*** Te lezen fragment ***

Onderwerp: Bezoek-historie

RSJ 17/1114/GB, 12 september 2017, beroep
Uitspraakdatum:12-09-2017

Dit onderwerp bevat de volgende rubrieken.

Nummer:         17/1114/GB

Betreft:            [Klager]           datum: 12 september 2017

De beroepscommissie als bedoeld in artikel 73, eerste lid, van de Penitentiaire beginselenwet (Pbw) heeft kennisgenomen van een bij het secretariaat van de Raad ingekomen beroepschrift, ingediend door mr. T. Kemper, namens

[…], verder te noemen klager,

gericht tegen een op 21 maart 2017 genomen beslissing van de selectiefunctionaris,

alsmede van de overige stukken, waaronder de beslissing waarvan beroep.

 

Op grond van haar onderzoek overweegt en beslist de beroepscommissie als volgt.

 

1.         De inhoud van de bestreden beslissing

De selectiefunctionaris heeft klagers verzoek tot plaatsing in een beperkt beveiligde inrichting (b.b.i.) afgewezen.

 

2.         De feiten

Klager is sedert 3 november 2016 gedetineerd. Hij verblijft in de gevangenis van de locatie Zuyder Bos te Heerhugowaard.

 

3.         De standpunten

3.1.      Namens klager is het beroep als volgt toegelicht.

Klager erkent dat hij op grond van de Regeling selectie, plaatsing en overplaatsing van gedetineerden (de Regeling) in beginsel nog niet voor detentiefasering in aanmerking komt. Artikel 15, eerste lid, van de Pbw biedt echter de mogelijkheid om op basis van de persoon van klager van de normale gang van zaken af te wijken. Tussen het begaan van de feiten waarvoor klager is veroordeeld en zijn daadwerkelijke veroordeling heeft een periode van bijna tien jaren gezeten. In deze periode heeft klager zijn leven opgebouwd. Hij acht het niet meer dan redelijk dat hij de mogelijkheid krijgt dit leven, met name zijn eigen bedrijf, zo goed mogelijk te onderhouden.

*** Getoond materiaal ***

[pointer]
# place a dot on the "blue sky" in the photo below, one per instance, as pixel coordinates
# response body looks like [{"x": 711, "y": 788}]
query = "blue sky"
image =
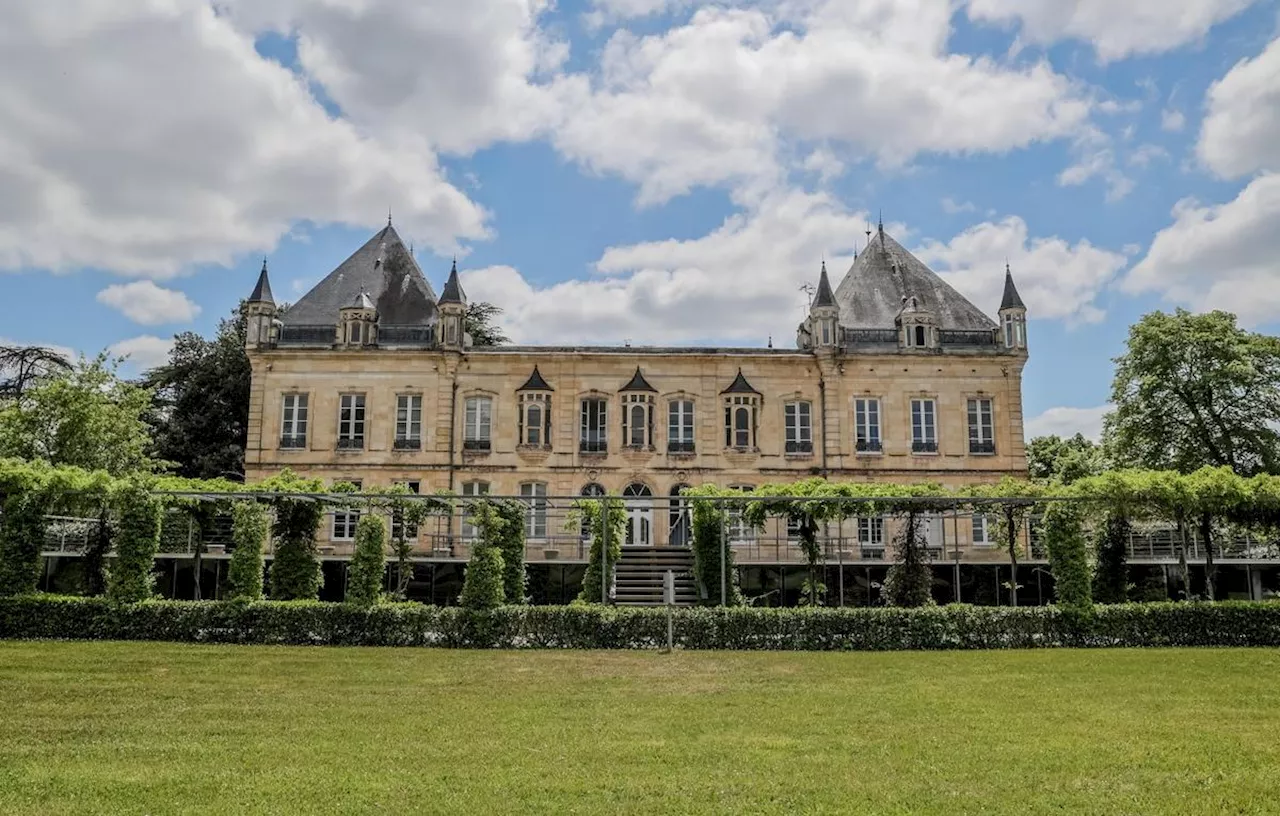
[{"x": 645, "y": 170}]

***
*** Getoond materiaal ***

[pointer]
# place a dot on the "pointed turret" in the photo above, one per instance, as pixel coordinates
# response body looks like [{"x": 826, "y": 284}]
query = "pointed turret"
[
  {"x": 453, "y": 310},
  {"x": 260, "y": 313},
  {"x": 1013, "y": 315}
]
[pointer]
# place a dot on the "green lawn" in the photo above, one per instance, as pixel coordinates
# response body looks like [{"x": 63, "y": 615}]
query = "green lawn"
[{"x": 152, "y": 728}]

***

## Jouw opdracht:
Herschrijf het deel van de uitspraak dat begint bij de woorden "[…], verder te" en eindigt na "beslissing waarvan beroep.", en vervang daarin "21 maart 2017" door "22 maart 2017". Het materiaal speelt hierbij geen rol.

## Antwoordgedeelte:
[…], verder te noemen klager,

gericht tegen een op 22 maart 2017 genomen beslissing van de selectiefunctionaris,

alsmede van de overige stukken, waaronder de beslissing waarvan beroep.